- PEDIDO ESCRITO 1
Extraia do texto fornecido o trecho entre "Marie Claire – Você" e "e das fotos?", inclusive, sem alterar nada.

- TEXTO FORNECIDO
__________________________________________________
Marie Claire – Você ainda mantém contato com eles?
Lalage -
Sim, vejo três ou quatro deles em Londres se conseguimos ficar na cidade no mesmo período. Sinto-me honrada de tê-los fotografado. Se um dia eu casar – ainda não estou nisso não, viu? -, eles serão convidados para o meu casamento.

Marie Claire – Como era a Lalage antes, durante e depois da guerra e das fotos?
Lalage -
Antes? Uma jovem de 29 anos, ingênua, crédula, mas determinada. Durante? Ainda ingênua e crédula, mas agora também amedrontada. Medo de causar a morte de alguém e de morrer também. Tinha medo de fazer os soldados perderem o tempo da vida deles comigo. Depois? Eu cresci... ainda sou ingênua e crédula, mas amadureci com todas as experiências que tive. Minha mãe me disse que voltei mexida. Também voltei muito magra – perdi cerca de cinco quilos em três meses. É a dieta de guerra! Foi um tempo de formação para mim e, certamente, mudei. Passei a apreciar mais a vida e parei de me preocupar com coisas mesquinhas. Vivo em Cabul desde então – estou com 32 anos agora. Fiquei mais incrédula com as guerras e com a minha profissão. Ambas são uma farsa em sua totalidade ou em grande parte dela. Também me arrependi de não ter me fotografado durante aquele período, mas sou tímida em frente às câmeras.
__________________________________________________
- ENTRADAS DE DADOS
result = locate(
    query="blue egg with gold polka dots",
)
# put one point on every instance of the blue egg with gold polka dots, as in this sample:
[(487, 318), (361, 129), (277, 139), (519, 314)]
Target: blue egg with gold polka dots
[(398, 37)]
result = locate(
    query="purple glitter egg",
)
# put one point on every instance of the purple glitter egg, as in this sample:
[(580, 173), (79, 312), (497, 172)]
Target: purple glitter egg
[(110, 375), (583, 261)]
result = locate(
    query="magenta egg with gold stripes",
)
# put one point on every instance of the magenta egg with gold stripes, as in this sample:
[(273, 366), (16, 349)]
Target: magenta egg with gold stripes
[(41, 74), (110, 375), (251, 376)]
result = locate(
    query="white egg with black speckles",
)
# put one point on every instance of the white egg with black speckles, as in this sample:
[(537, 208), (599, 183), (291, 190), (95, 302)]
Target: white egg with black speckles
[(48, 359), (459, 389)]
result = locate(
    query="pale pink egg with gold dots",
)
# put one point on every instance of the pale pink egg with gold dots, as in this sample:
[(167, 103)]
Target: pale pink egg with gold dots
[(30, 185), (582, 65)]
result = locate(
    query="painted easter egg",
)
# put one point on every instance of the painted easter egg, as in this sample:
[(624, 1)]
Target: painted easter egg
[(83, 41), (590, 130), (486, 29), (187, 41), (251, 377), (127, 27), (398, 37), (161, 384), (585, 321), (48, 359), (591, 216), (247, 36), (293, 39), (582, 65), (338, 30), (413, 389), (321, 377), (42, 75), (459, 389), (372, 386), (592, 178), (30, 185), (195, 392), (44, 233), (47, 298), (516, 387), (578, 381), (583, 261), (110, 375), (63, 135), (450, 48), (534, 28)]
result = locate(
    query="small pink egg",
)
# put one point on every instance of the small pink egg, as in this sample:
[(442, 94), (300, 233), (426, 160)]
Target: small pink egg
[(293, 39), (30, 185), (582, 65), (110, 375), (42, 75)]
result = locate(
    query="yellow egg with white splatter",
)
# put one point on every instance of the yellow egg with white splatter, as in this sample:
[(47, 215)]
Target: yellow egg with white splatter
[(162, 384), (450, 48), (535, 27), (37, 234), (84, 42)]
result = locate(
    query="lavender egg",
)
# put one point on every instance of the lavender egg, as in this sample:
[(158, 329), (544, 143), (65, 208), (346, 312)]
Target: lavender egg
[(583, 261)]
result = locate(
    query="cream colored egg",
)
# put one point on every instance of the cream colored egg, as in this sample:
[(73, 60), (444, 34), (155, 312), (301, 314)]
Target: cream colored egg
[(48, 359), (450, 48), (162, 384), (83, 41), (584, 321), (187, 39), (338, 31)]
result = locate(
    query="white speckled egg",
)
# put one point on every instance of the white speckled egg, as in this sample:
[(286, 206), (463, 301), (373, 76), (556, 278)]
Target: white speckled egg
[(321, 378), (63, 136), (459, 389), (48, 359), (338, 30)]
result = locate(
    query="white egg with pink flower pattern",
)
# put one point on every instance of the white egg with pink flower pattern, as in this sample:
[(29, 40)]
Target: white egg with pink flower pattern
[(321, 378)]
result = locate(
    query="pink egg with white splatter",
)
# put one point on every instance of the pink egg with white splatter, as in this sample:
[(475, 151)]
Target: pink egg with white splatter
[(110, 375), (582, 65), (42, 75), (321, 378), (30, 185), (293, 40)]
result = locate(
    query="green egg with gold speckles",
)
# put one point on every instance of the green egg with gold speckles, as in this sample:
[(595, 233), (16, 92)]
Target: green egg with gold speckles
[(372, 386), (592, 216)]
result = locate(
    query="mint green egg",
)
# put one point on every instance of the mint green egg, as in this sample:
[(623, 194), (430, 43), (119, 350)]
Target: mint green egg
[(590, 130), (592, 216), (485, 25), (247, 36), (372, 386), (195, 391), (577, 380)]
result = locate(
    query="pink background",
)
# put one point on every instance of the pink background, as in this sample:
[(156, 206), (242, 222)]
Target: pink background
__________________________________________________
- PEDIDO ESCRITO 2
Apresente como uma lista JSON de strings as linhas das entradas desde a primeira até a que contém "[(30, 185), (582, 65)]", inclusive. Use uma string por linha e deixe de fora as linhas em branco.

- SOLUÇÃO DO PROBLEMA 1
Marie Claire – Você ainda mantém contato com eles?
Lalage -
Sim, vejo três ou quatro deles em Londres se conseguimos ficar na cidade no mesmo período. Sinto-me honrada de tê-los fotografado. Se um dia eu casar – ainda não estou nisso não, viu? -, eles serão convidados para o meu casamento.

Marie Claire – Como era a Lalage antes, durante e depois da guerra e das fotos?

- SOLUÇÃO DO PROBLEMA 2
[
  "result = locate(",
  "    query=\"blue egg with gold polka dots\",",
  ")",
  "# put one point on every instance of the blue egg with gold polka dots, as in this sample:",
  "[(487, 318), (361, 129), (277, 139), (519, 314)]",
  "Target: blue egg with gold polka dots",
  "[(398, 37)]",
  "result = locate(",
  "    query=\"purple glitter egg\",",
  ")",
  "# put one point on every instance of the purple glitter egg, as in this sample:",
  "[(580, 173), (79, 312), (497, 172)]",
  "Target: purple glitter egg",
  "[(110, 375), (583, 261)]",
  "result = locate(",
  "    query=\"magenta egg with gold stripes\",",
  ")",
  "# put one point on every instance of the magenta egg with gold stripes, as in this sample:",
  "[(273, 366), (16, 349)]",
  "Target: magenta egg with gold stripes",
  "[(41, 74), (110, 375), (251, 376)]",
  "result = locate(",
  "    query=\"white egg with black speckles\",",
  ")",
  "# put one point on every instance of the white egg with black speckles, as in this sample:",
  "[(537, 208), (599, 183), (291, 190), (95, 302)]",
  "Target: white egg with black speckles",
  "[(48, 359), (459, 389)]",
  "result = locate(",
  "    query=\"pale pink egg with gold dots\",",
  ")",
  "# put one point on every instance of the pale pink egg with gold dots, as in this sample:",
  "[(167, 103)]",
  "Target: pale pink egg with gold dots",
  "[(30, 185), (582, 65)]"
]